§ Items stored from a collection:
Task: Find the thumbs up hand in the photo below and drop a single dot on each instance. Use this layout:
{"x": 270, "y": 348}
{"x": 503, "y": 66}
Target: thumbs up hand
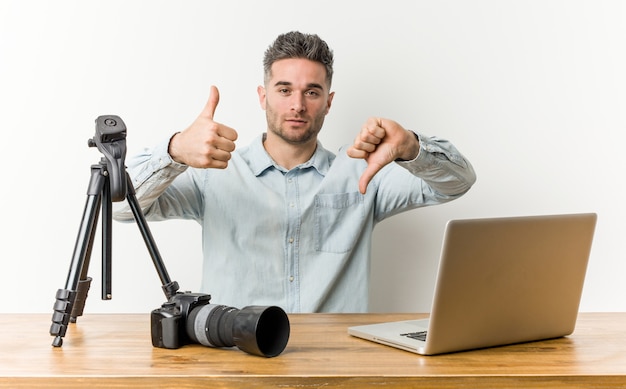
{"x": 205, "y": 143}
{"x": 380, "y": 142}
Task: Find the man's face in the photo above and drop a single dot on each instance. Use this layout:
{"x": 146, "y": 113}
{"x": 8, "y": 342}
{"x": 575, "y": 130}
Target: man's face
{"x": 296, "y": 99}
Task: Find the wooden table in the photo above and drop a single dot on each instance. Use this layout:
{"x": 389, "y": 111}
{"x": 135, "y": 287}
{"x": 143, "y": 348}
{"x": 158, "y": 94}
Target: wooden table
{"x": 115, "y": 351}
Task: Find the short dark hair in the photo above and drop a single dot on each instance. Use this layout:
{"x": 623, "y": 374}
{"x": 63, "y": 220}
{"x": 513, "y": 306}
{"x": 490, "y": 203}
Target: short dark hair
{"x": 295, "y": 44}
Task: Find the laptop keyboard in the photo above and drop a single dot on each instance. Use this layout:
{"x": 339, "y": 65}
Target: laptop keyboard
{"x": 420, "y": 335}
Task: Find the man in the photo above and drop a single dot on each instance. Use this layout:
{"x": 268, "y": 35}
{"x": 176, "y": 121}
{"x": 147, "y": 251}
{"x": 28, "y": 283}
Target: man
{"x": 286, "y": 222}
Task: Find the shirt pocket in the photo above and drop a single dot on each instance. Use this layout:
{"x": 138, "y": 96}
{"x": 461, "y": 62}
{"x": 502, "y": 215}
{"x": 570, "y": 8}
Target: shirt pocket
{"x": 338, "y": 221}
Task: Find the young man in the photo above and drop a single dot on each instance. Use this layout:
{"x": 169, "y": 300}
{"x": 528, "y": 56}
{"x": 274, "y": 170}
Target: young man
{"x": 286, "y": 222}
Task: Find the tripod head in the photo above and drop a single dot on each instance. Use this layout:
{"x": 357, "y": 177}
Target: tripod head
{"x": 110, "y": 139}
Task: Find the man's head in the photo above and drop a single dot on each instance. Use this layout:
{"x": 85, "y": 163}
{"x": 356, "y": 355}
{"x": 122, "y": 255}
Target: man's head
{"x": 295, "y": 44}
{"x": 296, "y": 95}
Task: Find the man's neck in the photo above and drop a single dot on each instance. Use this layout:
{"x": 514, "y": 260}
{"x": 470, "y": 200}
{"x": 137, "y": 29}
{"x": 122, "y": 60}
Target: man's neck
{"x": 286, "y": 154}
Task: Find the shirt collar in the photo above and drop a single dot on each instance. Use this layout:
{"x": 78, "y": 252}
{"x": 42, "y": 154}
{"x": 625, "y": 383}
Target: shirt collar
{"x": 259, "y": 160}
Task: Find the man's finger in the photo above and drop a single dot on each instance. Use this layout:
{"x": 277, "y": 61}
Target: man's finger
{"x": 369, "y": 173}
{"x": 214, "y": 99}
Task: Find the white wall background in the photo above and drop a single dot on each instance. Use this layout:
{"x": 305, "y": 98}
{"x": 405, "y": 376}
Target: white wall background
{"x": 533, "y": 92}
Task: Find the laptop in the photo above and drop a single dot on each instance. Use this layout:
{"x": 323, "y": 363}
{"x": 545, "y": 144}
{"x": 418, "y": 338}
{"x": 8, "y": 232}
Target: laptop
{"x": 500, "y": 281}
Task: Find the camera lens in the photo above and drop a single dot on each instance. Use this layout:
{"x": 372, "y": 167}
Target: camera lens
{"x": 257, "y": 330}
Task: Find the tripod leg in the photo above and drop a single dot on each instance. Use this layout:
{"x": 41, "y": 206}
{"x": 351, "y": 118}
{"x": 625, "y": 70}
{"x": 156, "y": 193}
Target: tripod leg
{"x": 169, "y": 287}
{"x": 65, "y": 298}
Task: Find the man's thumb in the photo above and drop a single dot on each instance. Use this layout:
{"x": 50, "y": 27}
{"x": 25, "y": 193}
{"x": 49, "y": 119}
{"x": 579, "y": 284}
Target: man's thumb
{"x": 214, "y": 99}
{"x": 369, "y": 173}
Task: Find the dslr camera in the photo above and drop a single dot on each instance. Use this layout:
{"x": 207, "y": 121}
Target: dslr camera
{"x": 190, "y": 318}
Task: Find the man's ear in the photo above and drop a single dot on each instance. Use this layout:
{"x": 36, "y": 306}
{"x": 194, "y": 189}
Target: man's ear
{"x": 260, "y": 90}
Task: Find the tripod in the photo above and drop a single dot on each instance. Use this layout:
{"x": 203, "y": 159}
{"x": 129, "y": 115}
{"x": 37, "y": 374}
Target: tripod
{"x": 109, "y": 182}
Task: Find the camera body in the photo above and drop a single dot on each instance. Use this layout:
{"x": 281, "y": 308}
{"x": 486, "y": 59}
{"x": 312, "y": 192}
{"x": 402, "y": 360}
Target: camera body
{"x": 190, "y": 318}
{"x": 168, "y": 323}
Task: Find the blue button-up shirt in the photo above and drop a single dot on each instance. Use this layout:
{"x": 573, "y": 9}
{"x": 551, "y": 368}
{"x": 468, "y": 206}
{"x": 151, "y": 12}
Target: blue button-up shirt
{"x": 299, "y": 238}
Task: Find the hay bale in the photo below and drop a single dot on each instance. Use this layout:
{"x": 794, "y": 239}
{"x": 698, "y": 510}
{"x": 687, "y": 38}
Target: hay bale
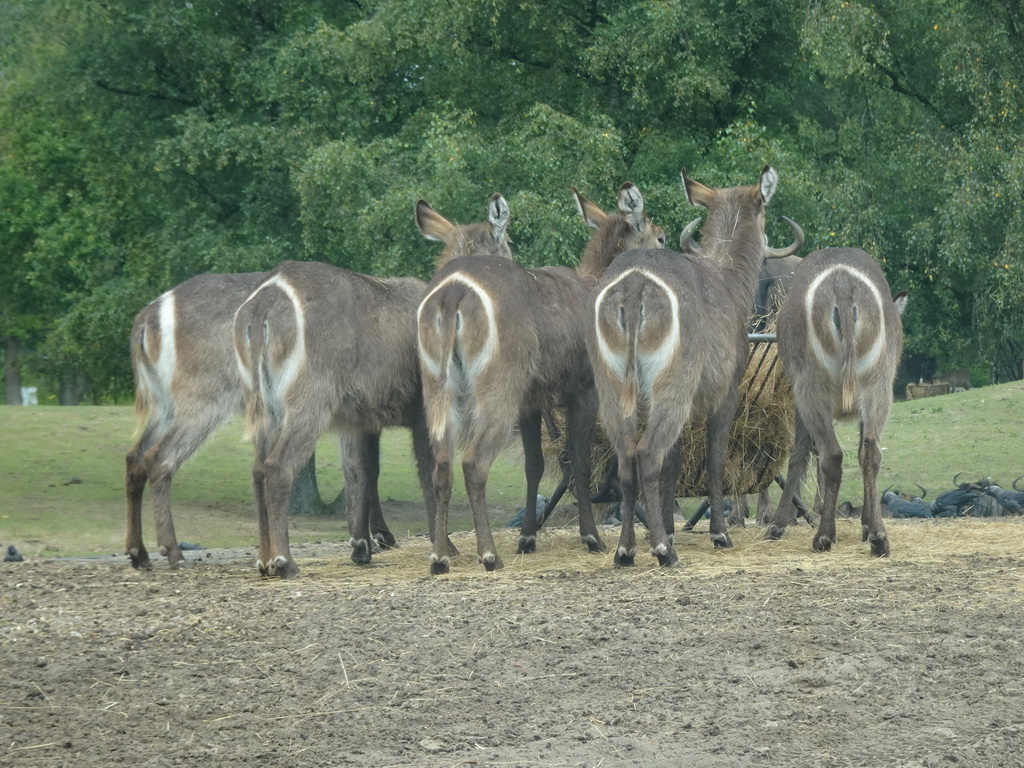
{"x": 759, "y": 441}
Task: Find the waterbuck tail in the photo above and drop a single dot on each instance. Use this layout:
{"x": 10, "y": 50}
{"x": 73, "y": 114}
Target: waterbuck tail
{"x": 848, "y": 345}
{"x": 631, "y": 375}
{"x": 441, "y": 404}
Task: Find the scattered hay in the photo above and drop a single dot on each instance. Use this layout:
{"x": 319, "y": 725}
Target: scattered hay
{"x": 926, "y": 543}
{"x": 759, "y": 442}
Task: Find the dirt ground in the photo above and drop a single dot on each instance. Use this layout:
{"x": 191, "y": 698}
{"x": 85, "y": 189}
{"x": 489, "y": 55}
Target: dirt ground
{"x": 762, "y": 655}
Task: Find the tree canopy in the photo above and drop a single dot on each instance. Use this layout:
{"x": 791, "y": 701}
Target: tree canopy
{"x": 142, "y": 142}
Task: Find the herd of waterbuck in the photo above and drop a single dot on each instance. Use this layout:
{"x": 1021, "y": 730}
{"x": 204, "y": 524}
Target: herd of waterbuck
{"x": 638, "y": 336}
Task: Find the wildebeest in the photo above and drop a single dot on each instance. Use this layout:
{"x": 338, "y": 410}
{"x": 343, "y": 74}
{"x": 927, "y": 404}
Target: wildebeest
{"x": 840, "y": 339}
{"x": 499, "y": 345}
{"x": 902, "y": 508}
{"x": 955, "y": 380}
{"x": 321, "y": 347}
{"x": 669, "y": 341}
{"x": 1011, "y": 501}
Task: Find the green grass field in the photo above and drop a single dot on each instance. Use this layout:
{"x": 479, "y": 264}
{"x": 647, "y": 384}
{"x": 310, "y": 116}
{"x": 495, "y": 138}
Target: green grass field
{"x": 61, "y": 473}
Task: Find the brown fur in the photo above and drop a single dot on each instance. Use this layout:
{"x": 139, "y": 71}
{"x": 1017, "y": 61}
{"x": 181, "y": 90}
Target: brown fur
{"x": 179, "y": 407}
{"x": 325, "y": 348}
{"x": 850, "y": 313}
{"x": 500, "y": 344}
{"x": 683, "y": 318}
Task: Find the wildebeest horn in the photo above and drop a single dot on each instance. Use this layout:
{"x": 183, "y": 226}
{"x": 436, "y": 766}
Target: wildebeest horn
{"x": 686, "y": 242}
{"x": 798, "y": 242}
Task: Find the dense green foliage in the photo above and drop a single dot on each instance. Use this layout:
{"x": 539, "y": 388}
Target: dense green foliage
{"x": 142, "y": 142}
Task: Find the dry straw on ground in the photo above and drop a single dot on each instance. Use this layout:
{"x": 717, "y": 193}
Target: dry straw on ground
{"x": 759, "y": 442}
{"x": 560, "y": 553}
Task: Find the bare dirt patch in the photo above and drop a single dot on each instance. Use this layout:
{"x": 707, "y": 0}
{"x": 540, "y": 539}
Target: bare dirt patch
{"x": 762, "y": 655}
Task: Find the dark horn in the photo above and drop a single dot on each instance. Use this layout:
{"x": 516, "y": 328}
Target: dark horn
{"x": 798, "y": 242}
{"x": 686, "y": 242}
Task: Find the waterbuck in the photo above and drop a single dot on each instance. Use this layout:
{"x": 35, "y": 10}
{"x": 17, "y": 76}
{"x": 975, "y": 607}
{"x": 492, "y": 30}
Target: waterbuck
{"x": 840, "y": 340}
{"x": 320, "y": 347}
{"x": 186, "y": 384}
{"x": 669, "y": 342}
{"x": 499, "y": 345}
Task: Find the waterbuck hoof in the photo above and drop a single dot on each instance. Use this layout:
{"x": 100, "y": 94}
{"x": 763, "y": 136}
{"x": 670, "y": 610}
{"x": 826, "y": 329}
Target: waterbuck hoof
{"x": 721, "y": 541}
{"x": 667, "y": 556}
{"x": 821, "y": 544}
{"x": 139, "y": 559}
{"x": 625, "y": 558}
{"x": 880, "y": 546}
{"x": 361, "y": 551}
{"x": 527, "y": 545}
{"x": 492, "y": 561}
{"x": 280, "y": 566}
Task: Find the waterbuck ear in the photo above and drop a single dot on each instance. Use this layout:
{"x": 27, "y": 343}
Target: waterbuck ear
{"x": 498, "y": 215}
{"x": 696, "y": 194}
{"x": 631, "y": 204}
{"x": 769, "y": 183}
{"x": 432, "y": 224}
{"x": 588, "y": 211}
{"x": 900, "y": 300}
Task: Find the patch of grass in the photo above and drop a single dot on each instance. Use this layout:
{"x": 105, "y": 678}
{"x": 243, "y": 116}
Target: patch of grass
{"x": 61, "y": 476}
{"x": 61, "y": 485}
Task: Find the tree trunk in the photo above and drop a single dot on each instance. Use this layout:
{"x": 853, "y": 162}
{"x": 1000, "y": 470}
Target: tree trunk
{"x": 12, "y": 370}
{"x": 305, "y": 494}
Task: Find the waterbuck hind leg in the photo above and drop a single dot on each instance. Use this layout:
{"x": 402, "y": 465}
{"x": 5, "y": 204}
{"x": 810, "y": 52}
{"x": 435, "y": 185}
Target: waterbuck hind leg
{"x": 582, "y": 417}
{"x": 649, "y": 465}
{"x": 626, "y": 551}
{"x": 870, "y": 519}
{"x": 785, "y": 513}
{"x": 379, "y": 530}
{"x": 764, "y": 508}
{"x": 360, "y": 474}
{"x": 669, "y": 482}
{"x": 441, "y": 482}
{"x": 135, "y": 477}
{"x": 294, "y": 446}
{"x": 475, "y": 469}
{"x": 829, "y": 478}
{"x": 718, "y": 435}
{"x": 425, "y": 465}
{"x": 529, "y": 429}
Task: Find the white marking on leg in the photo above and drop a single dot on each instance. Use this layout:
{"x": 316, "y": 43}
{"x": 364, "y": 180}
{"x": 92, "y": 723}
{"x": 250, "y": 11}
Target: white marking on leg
{"x": 833, "y": 364}
{"x": 168, "y": 350}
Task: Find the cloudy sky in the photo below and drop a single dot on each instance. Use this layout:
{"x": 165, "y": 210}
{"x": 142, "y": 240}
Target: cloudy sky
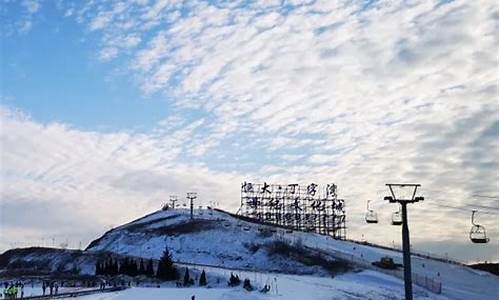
{"x": 109, "y": 107}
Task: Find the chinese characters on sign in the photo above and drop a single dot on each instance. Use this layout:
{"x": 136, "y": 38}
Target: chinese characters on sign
{"x": 306, "y": 208}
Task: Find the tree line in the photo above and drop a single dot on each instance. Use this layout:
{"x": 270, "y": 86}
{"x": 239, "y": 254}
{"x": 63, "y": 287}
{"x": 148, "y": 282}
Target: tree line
{"x": 133, "y": 267}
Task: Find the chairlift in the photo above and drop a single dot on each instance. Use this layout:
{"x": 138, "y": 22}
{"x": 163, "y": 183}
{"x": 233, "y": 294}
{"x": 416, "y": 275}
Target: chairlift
{"x": 371, "y": 215}
{"x": 397, "y": 218}
{"x": 477, "y": 232}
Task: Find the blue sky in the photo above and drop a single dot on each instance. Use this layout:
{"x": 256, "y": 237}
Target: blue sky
{"x": 108, "y": 108}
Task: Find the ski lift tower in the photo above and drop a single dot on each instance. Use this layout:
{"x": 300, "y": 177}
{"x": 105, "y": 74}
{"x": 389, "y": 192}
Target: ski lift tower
{"x": 191, "y": 196}
{"x": 403, "y": 200}
{"x": 173, "y": 199}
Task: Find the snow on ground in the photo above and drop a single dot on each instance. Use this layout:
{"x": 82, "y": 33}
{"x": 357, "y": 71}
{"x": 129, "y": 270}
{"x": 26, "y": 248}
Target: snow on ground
{"x": 363, "y": 285}
{"x": 223, "y": 241}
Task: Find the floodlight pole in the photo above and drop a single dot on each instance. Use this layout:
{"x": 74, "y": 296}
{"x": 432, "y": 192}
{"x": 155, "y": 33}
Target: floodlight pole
{"x": 405, "y": 232}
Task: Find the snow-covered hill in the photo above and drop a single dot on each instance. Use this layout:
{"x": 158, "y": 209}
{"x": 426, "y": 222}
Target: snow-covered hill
{"x": 220, "y": 243}
{"x": 218, "y": 239}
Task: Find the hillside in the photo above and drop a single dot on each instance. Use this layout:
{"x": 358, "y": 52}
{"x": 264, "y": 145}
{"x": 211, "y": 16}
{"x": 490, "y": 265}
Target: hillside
{"x": 221, "y": 243}
{"x": 217, "y": 239}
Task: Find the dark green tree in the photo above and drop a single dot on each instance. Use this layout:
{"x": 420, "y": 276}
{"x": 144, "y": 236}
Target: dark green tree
{"x": 150, "y": 269}
{"x": 186, "y": 278}
{"x": 166, "y": 269}
{"x": 203, "y": 278}
{"x": 142, "y": 269}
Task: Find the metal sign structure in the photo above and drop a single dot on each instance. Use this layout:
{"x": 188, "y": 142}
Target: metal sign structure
{"x": 299, "y": 207}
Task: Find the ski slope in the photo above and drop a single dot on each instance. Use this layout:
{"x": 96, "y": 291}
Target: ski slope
{"x": 225, "y": 241}
{"x": 363, "y": 285}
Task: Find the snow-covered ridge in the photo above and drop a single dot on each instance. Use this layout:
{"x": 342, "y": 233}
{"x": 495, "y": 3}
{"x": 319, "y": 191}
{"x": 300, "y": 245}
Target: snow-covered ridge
{"x": 227, "y": 242}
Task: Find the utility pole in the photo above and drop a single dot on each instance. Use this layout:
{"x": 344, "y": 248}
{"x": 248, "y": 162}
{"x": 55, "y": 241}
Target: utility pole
{"x": 173, "y": 199}
{"x": 191, "y": 196}
{"x": 405, "y": 231}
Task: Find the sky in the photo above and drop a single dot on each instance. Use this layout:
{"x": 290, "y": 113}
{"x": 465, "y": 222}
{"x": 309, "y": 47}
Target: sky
{"x": 109, "y": 107}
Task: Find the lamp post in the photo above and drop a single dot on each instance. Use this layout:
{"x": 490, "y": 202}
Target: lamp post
{"x": 405, "y": 231}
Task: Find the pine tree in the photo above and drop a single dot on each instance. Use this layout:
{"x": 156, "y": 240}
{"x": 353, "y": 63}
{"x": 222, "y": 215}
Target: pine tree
{"x": 203, "y": 278}
{"x": 166, "y": 269}
{"x": 98, "y": 268}
{"x": 186, "y": 277}
{"x": 133, "y": 268}
{"x": 114, "y": 265}
{"x": 142, "y": 270}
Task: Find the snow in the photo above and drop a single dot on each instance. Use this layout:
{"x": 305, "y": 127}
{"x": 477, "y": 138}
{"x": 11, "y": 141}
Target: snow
{"x": 363, "y": 285}
{"x": 225, "y": 243}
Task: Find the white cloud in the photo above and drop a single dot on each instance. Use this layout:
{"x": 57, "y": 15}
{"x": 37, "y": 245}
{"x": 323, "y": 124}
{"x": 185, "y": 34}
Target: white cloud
{"x": 396, "y": 91}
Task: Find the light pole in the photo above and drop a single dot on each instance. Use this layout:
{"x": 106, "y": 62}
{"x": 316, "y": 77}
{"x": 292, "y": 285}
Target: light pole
{"x": 405, "y": 231}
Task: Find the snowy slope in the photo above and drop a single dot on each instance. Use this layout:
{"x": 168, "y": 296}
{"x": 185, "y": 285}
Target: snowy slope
{"x": 216, "y": 239}
{"x": 364, "y": 285}
{"x": 219, "y": 239}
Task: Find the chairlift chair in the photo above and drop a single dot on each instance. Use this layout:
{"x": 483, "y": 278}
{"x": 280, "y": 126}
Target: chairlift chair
{"x": 371, "y": 215}
{"x": 397, "y": 218}
{"x": 477, "y": 232}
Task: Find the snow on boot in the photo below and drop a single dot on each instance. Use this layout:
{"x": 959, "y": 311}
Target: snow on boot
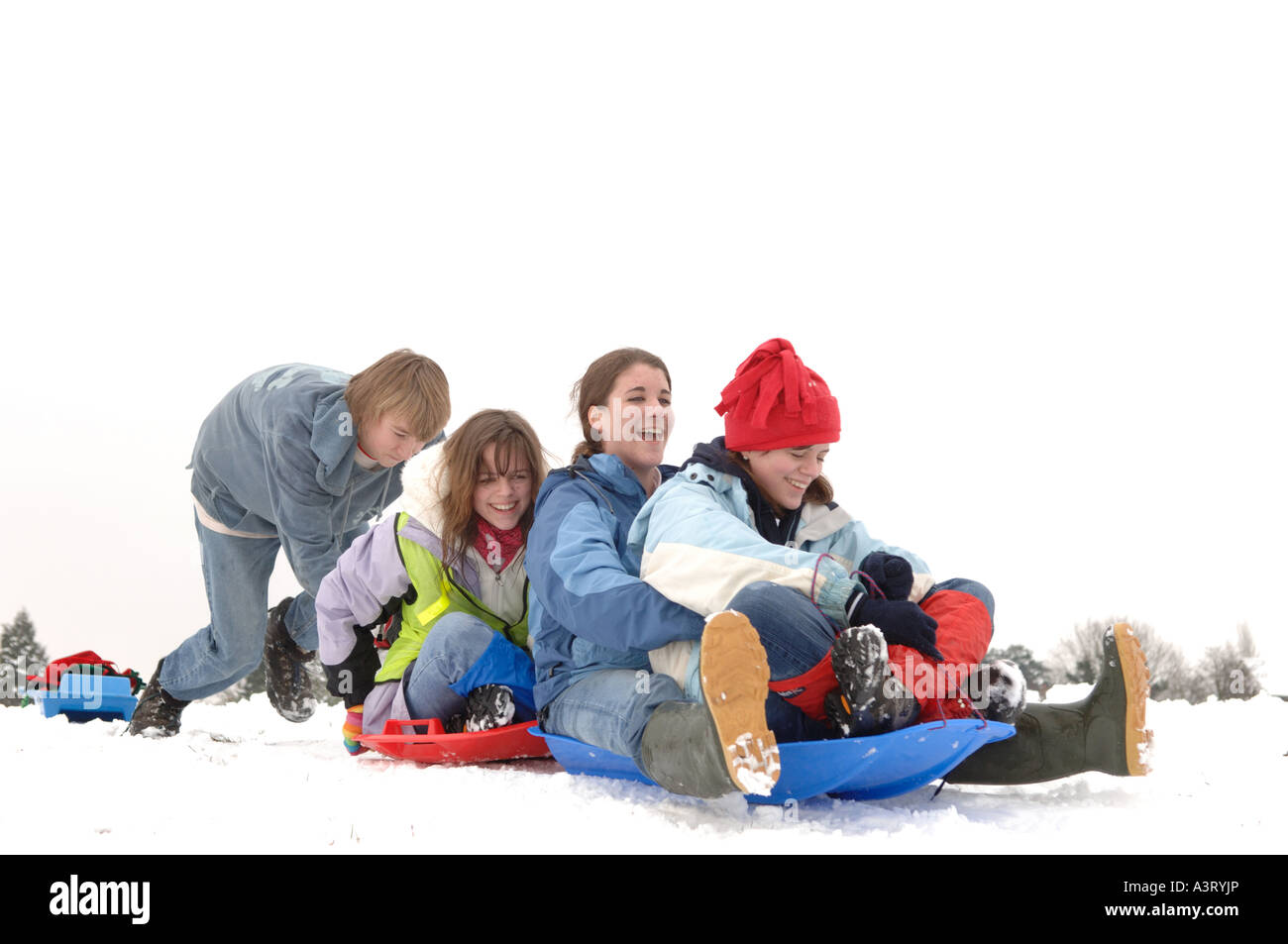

§ Stated task: Pull out each line in the rows above that contains the word "pole", and copy every such line in full.

§ Exercise result:
Task: Find the floodlight pole in the photo above and drop a single dot on each instance. Use this layout:
Target: floodlight pole
Task: Find the utility pole in the photo above and drop a single dot on each instance. Use this layout:
Target: utility pole
Task: Find the light pole in the photo above and drop a single dot on each instance. Use this layout:
Target: light pole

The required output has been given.